### Ausgewählter Auszug
# Neueinsteiger braucht Rat!!!



## n000 (10 Dezember 2009)

Hallo zusammen,

Ich bin der Schule frisch in die SPS Welt eigestiegen.
Bisher haben wir Aufgaben wie "Tor geht auf wenn S1 gedrückt wird S0 stoppt den Vorgang..." bearbeitet, und dies in einem FUP,AWL,KOP dargestellt. 
Solch ein Plan aufzustellen fällt mich doch recht schwer und ich glaube, das mir einfach die Übung fehlt.
heute waren wir das erste mal am Rechner und haben dort ein Programm geschrieben ich hab leider nur Bahnhof verstanden.
Ich finde die Welt der Automat.-technik sehr spannend und möchte nicht schon am Anfang mir den Spaß daran verderben.

Deshalb meine Frage an euch. 
Könnt ihr mir Bücher empfehlen die von Null anfangen und einen Verständlich in die welt der SPS;FUP;AWL;KOP einführen und gibt es Programme (ähnlich wie fluidsim für pneumatik für die, die es kennen) mit denen man einen FUP erstellen kann und diesen dann auch testen kann?


----------



## Gerhard Bäurle (10 Dezember 2009)

Hallo und willkommen im Forum.

Wenn es um S7 geht, schaue mal *hier*. Der Simulator bei Siemens heißt 
S7-PLCSIM. Mit der Suchfunktion des Forums findest Du einiges dazu.


----------



## marlob (10 Dezember 2009)

Nur zum üben versuche es mal mit Trysim
http://www.cephalos.de/home.htm
Die habe auch eine Demo und eine Lite-Version


----------



## n000 (10 Dezember 2009)

> Wenn es um S7 geht



Ja es geht um S7. Ich habe gerade auf der Hompage von Siemens nachgeschaut habe aber nur eine PDF Datei für den Simulator gefunden.
könntest du mir bitte einen Link geben wo ich den Sim. runter laden kann?


----------



## marlob (10 Dezember 2009)

PLCSim ist leider nicht umsonst


----------



## n000 (10 Dezember 2009)

> Nur zum üben versuche es mal mit Trysim



   Hab ich mir gerade mal angeschaut, ist aber glaube ich für meinen Kenntnisstand zu kompliziert ich habe mir etwas einfacheres vorgestellt


----------



## marlob (10 Dezember 2009)

Du sollst ja lernen


----------



## n000 (10 Dezember 2009)

> PLCSim ist leider nicht umsonst



achso, schade trotzdem danke für deinen Versuch.

Kennst du vielleicht Bücher bei denen gut erklärt wird wie man einen FUP erstellen kann evt. mit Übungen... Ein Buch für den absoluten Einsteiger!!!


----------



## veritas (10 Dezember 2009)

Mein Favorit :

Step7 Crashkurs von Habermann und Weiß.


http://www.mhj-software.com/MHJ-Shop/


----------



## n000 (10 Dezember 2009)

> Du sollst ja lernen



ja klar hab ich auch vor, aber ich würde die ganze SPS Sache gerne von Grund auf angehen und nicht ins kalte Wasser geschmissen werden.

Gespeicherte Einträge
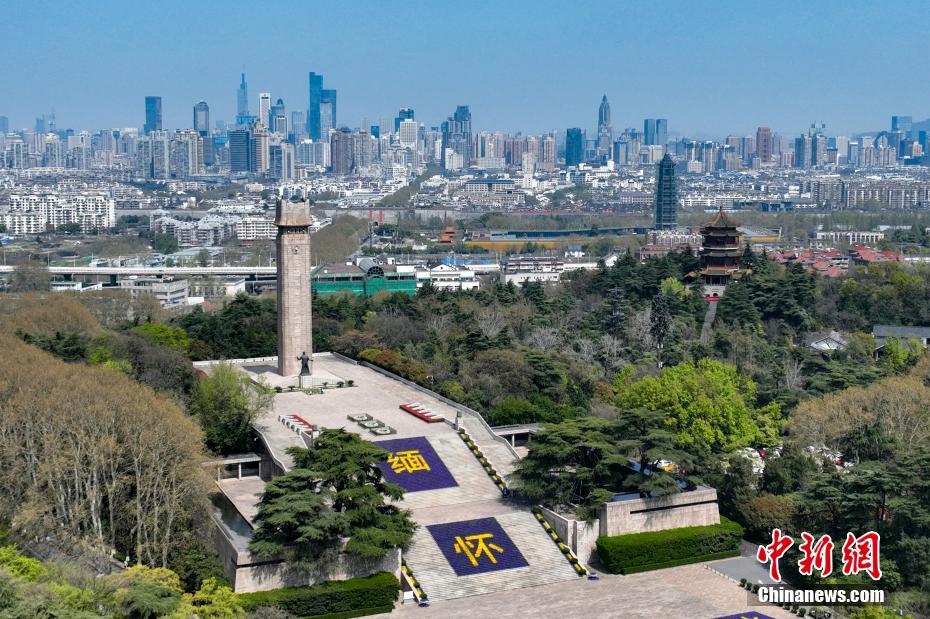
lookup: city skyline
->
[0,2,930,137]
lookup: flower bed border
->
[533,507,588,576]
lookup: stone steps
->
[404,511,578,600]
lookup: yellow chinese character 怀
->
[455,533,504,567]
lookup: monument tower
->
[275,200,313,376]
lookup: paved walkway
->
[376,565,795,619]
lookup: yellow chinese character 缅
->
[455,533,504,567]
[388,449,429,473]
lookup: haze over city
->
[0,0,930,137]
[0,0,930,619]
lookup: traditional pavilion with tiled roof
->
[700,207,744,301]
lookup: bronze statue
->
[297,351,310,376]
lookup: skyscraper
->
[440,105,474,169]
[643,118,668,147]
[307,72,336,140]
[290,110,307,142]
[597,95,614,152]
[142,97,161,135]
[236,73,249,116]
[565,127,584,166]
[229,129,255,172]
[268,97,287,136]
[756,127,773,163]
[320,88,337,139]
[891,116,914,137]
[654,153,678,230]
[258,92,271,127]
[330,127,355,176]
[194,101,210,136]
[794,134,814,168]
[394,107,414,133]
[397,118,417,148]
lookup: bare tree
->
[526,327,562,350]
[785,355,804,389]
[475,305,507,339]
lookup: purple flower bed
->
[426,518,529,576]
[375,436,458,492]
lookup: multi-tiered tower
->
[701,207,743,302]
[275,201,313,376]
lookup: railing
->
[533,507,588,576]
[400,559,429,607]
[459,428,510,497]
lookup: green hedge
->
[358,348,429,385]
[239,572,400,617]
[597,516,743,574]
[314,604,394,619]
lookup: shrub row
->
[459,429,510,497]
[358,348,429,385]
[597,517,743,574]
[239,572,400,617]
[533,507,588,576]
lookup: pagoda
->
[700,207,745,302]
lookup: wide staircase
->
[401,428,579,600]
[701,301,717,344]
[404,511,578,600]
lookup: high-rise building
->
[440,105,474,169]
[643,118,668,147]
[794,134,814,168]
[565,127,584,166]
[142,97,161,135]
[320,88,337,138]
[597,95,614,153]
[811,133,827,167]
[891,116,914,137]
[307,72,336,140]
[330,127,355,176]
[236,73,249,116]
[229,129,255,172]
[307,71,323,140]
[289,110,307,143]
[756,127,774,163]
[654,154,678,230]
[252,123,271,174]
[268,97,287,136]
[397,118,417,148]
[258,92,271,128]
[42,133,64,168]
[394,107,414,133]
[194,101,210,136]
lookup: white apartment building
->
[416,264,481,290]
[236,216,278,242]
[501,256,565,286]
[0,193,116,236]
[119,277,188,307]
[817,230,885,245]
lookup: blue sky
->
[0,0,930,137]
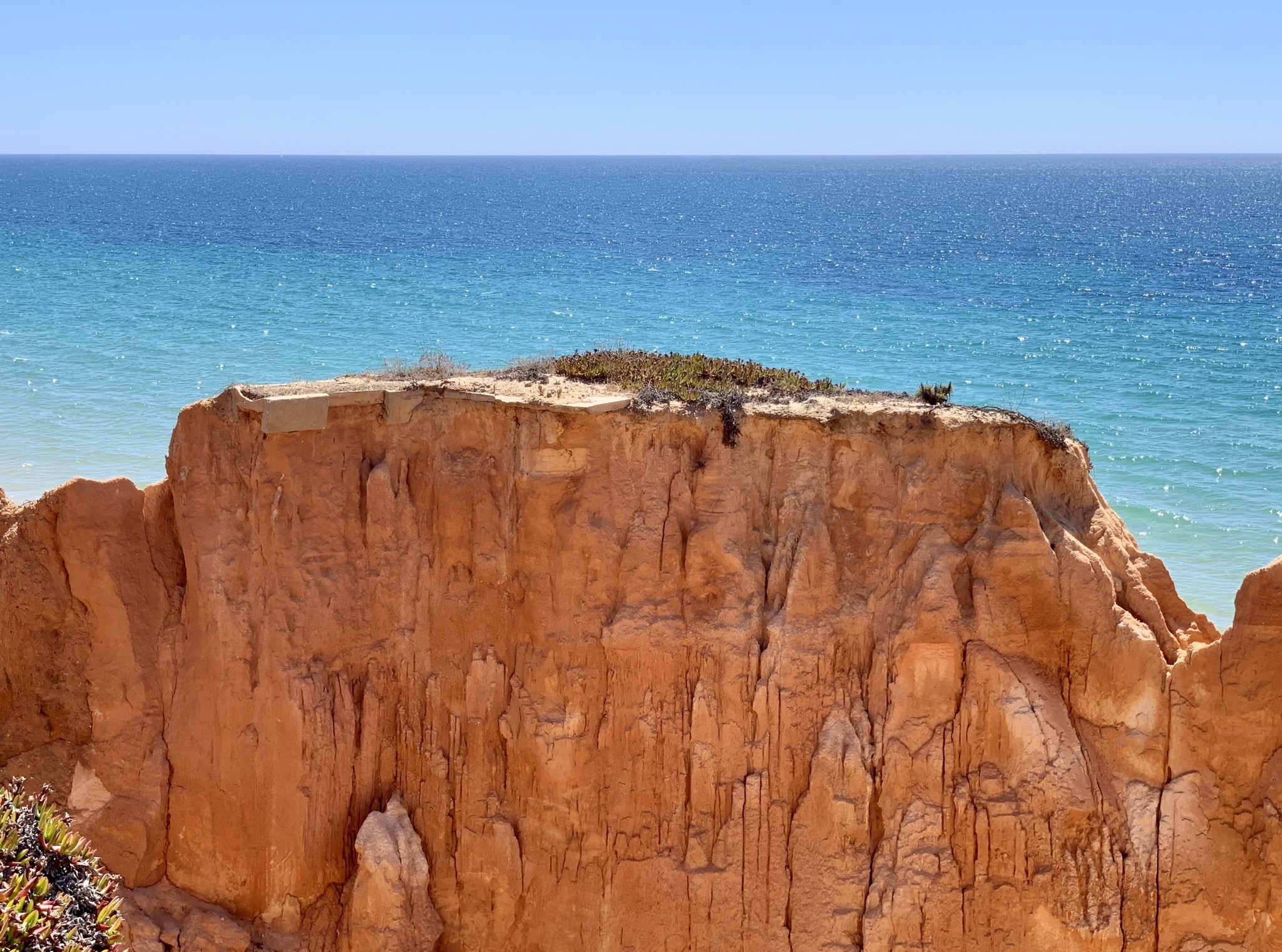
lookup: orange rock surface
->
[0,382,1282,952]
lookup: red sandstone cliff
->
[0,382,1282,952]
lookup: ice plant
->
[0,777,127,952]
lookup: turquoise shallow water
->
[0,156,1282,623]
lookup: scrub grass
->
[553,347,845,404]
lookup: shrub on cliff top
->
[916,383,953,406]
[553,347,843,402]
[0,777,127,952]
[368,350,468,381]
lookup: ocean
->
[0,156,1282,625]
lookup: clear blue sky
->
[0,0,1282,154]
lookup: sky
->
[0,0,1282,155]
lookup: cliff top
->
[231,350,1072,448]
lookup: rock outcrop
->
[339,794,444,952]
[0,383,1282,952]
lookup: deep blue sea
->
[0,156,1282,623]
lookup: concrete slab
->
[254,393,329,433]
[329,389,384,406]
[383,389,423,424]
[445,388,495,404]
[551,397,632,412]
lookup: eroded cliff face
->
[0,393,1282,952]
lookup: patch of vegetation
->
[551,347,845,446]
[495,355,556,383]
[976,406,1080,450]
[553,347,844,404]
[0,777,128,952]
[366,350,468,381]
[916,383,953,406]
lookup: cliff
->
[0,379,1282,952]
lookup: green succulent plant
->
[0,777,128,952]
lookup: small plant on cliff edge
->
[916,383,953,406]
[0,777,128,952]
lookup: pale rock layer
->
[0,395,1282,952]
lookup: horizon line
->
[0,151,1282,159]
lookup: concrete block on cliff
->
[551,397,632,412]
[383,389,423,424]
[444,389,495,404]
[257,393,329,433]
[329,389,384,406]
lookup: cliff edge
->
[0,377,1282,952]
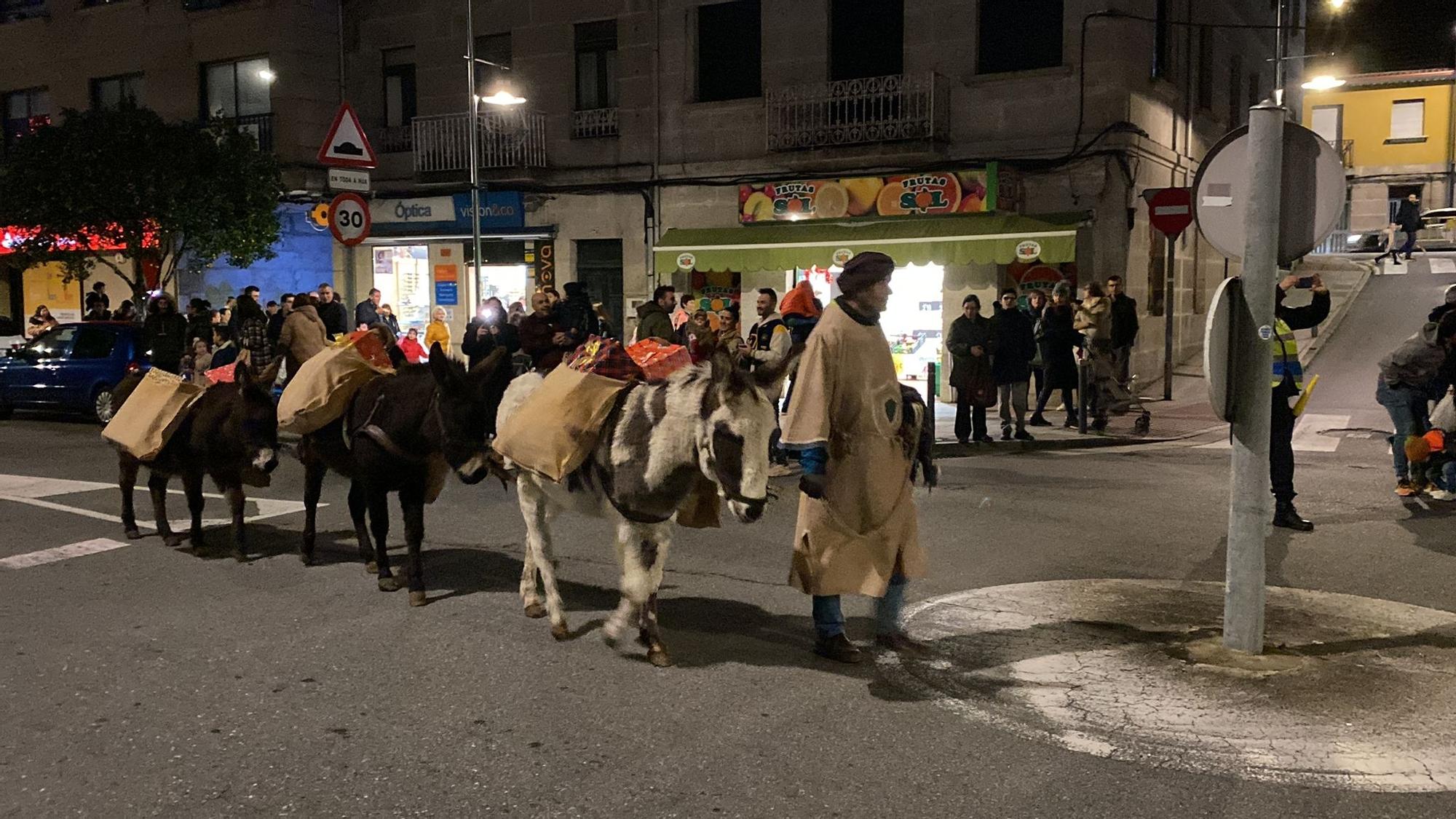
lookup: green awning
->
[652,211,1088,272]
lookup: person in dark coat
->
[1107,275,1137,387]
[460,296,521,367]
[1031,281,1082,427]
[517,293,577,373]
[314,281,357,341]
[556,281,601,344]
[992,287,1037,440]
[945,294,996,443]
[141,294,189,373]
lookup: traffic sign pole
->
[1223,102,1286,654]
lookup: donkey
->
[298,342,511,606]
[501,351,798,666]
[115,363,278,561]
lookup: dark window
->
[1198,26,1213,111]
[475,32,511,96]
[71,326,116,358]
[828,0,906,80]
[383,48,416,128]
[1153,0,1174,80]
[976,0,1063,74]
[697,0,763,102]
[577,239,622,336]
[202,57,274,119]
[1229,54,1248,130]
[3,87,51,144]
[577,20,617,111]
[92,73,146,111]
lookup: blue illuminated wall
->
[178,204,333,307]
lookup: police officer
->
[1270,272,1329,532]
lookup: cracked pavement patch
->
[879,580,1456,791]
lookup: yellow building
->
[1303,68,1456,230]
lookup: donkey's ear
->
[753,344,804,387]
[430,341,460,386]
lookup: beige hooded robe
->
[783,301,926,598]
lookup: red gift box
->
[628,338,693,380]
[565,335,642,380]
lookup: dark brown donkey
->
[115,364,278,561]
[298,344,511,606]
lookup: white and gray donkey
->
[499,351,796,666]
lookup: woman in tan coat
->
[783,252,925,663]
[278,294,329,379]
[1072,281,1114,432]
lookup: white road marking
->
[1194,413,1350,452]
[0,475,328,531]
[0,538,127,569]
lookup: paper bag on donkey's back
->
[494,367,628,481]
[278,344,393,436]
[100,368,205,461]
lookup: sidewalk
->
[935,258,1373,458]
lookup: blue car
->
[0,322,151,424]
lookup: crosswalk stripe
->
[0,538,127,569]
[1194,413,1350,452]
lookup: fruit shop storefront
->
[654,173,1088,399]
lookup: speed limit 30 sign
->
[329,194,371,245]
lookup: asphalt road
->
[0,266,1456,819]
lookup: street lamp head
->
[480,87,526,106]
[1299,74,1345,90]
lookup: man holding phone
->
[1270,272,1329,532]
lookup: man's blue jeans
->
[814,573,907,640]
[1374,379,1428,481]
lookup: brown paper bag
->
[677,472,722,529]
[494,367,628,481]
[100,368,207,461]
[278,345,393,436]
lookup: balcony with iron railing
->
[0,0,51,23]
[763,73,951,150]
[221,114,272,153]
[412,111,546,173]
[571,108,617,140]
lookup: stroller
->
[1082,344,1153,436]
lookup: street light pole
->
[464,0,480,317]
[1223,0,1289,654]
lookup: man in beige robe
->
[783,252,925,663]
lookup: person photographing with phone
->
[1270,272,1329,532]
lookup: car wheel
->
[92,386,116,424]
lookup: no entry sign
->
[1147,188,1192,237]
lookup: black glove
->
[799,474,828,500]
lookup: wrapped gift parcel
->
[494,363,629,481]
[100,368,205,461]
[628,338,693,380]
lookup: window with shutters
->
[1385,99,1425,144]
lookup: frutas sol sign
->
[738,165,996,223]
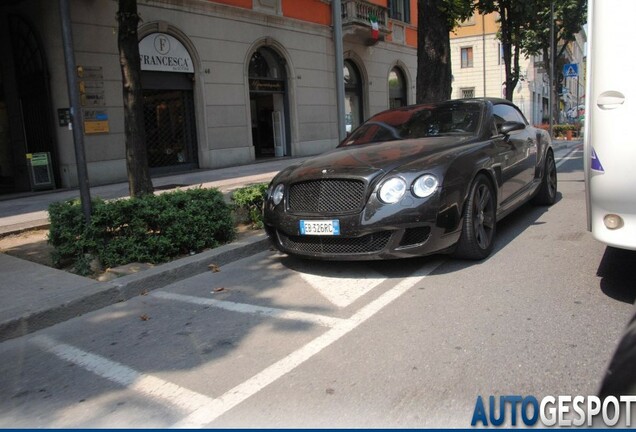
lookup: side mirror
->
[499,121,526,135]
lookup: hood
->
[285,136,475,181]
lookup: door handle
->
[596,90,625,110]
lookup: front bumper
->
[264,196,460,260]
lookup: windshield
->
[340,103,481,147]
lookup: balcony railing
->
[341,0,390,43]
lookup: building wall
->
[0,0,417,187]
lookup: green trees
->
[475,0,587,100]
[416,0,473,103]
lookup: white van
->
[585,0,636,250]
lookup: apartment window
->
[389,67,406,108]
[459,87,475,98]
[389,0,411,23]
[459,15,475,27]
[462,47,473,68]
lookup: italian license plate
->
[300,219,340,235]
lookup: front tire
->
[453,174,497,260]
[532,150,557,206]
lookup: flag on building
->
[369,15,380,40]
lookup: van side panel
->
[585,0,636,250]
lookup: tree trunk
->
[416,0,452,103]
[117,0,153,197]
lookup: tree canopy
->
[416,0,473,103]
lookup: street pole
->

### Aufgaben
• A. Wiederhole wortgetreu den Teil des Forumsthreads, der bei „Bisher haben wir“ beginnt und bei „Spaß daran verderben.“ endet.
• B. Beantworte die folgenden Fragen zum Forumsthread und kennzeichne jede Antwort mit derselben Markierung wie die Frage.
(i) Wie heißt der Simulator bei Siemens?
(ii) Welches Buch nennt veritas als Favoriten?
(iii) Welches Programm für Pneumatik führt n000 als Vergleich an?
• C. Erkläre in ein bis drei Sätzen anhand des Forumsthreads, warum n000 Trysim nicht verwenden möchte.
Stütze dich ausschließlich auf den Forumsthread.

### Ergebnisse je Aufgabe
• A.
Bisher haben wir Aufgaben wie "Tor geht auf wenn S1 gedrückt wird S0 stoppt den Vorgang..." bearbeitet, und dies in einem FUP,AWL,KOP dargestellt. 
Solch ein Plan aufzustellen fällt mich doch recht schwer und ich glaube, das mir einfach die Übung fehlt.
heute waren wir das erste mal am Rechner und haben dort ein Programm geschrieben ich hab leider nur Bahnhof verstanden.
Ich finde die Welt der Automat.-technik sehr spannend und möchte nicht schon am Anfang mir den Spaß daran verderben.

• B.
(i) S7-PLCSIM
(ii) Step7 Crashkurs von Habermann und Weiß
(iii) fluidsim

• C. n000 hat sich Trysim angesehen und hält es für den eigenen Kenntnisstand für zu kompliziert. Vorgestellt hatte sich n000 etwas Einfacheres.